### Stated exercise
Arrange every line of the data below as a numbered list, skipping blank lines and leaving the pictures out.

### Exercise inputs
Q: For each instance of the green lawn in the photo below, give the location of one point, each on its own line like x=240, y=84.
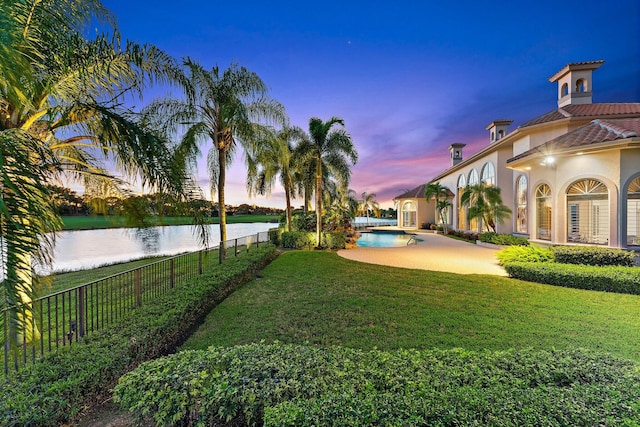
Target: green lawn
x=98, y=221
x=320, y=298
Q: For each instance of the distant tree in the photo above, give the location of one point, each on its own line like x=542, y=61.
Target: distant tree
x=485, y=203
x=61, y=114
x=441, y=195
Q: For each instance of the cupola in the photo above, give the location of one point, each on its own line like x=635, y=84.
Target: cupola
x=498, y=129
x=575, y=83
x=456, y=152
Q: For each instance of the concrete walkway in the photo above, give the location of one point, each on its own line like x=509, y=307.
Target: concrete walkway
x=435, y=252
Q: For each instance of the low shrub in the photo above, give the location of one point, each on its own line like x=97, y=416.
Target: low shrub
x=54, y=389
x=624, y=280
x=291, y=385
x=525, y=254
x=593, y=255
x=503, y=239
x=307, y=240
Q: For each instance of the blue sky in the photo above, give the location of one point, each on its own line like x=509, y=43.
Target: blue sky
x=409, y=77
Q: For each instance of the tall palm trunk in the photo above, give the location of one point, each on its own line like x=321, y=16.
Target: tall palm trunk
x=221, y=205
x=287, y=192
x=319, y=201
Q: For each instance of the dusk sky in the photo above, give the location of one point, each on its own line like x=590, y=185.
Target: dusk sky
x=409, y=77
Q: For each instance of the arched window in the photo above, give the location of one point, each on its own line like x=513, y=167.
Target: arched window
x=473, y=180
x=489, y=175
x=462, y=210
x=473, y=177
x=543, y=212
x=521, y=204
x=588, y=212
x=633, y=213
x=409, y=214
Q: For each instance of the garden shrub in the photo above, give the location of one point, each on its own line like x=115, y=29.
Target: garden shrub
x=593, y=255
x=54, y=389
x=524, y=254
x=307, y=240
x=503, y=239
x=609, y=278
x=292, y=385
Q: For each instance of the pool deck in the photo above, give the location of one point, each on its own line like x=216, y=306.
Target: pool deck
x=435, y=252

### Output below
1. Q: For each instance of the green lawn in the photo below, give the location of one point, each on its own line like x=240, y=84.
2. Target: green lawn
3. x=98, y=221
4. x=320, y=298
5. Q: For each instance of the distant tree in the photo above, give the location of one point, each on its own line like x=542, y=61.
6. Target: distant tree
7. x=485, y=203
8. x=61, y=114
9. x=441, y=195
10. Q: For each instance of the cupola in the photo above, give the location of one point, each on its own line like x=635, y=84.
11. Target: cupola
12. x=498, y=129
13. x=575, y=83
14. x=456, y=152
15. Q: For each instance of the concrete walkway in the photo above, give the location of one point, each on its own line like x=509, y=307.
16. Target: concrete walkway
17. x=435, y=252
18. Q: For each instance of the low shrub in the photo above, give the location of one point, each on its own line like x=97, y=416.
19. Target: low shrub
20. x=54, y=389
21. x=624, y=280
22. x=291, y=385
23. x=525, y=254
24. x=593, y=255
25. x=503, y=239
26. x=307, y=240
27. Q: For each instance of the blue sky in the photo above, give the location of one point, each on its own line like x=509, y=43.
28. Target: blue sky
29. x=409, y=77
30. Q: For each instance of the tall palm trunk in the photo above, give the location of one point, each on its own line like x=321, y=16.
31. Target: tall palm trunk
32. x=221, y=205
33. x=287, y=192
34. x=319, y=201
35. Q: For each instance of the dusk sky in the photo above, give the location of one point, each on its own line like x=590, y=185.
36. Target: dusk sky
37. x=409, y=77
38. Q: For each instance of the arched window in the photo above, give the location of one point, each on its own line like x=513, y=167.
39. Target: arched window
40. x=473, y=180
41. x=489, y=175
42. x=462, y=210
43. x=473, y=177
44. x=543, y=212
45. x=521, y=204
46. x=588, y=212
47. x=633, y=213
48. x=409, y=214
49. Q: For each instance of the garden shrub in the photo above, give the location of one point, each on its own line like x=115, y=29.
50. Target: garden shrub
51. x=593, y=255
52. x=54, y=389
53. x=524, y=254
54. x=307, y=240
55. x=503, y=239
56. x=609, y=278
57. x=292, y=385
58. Q: For each instance of the pool deck in the photo above, give the location of one point, each on its own line like x=216, y=306.
59. Target: pool deck
60. x=435, y=252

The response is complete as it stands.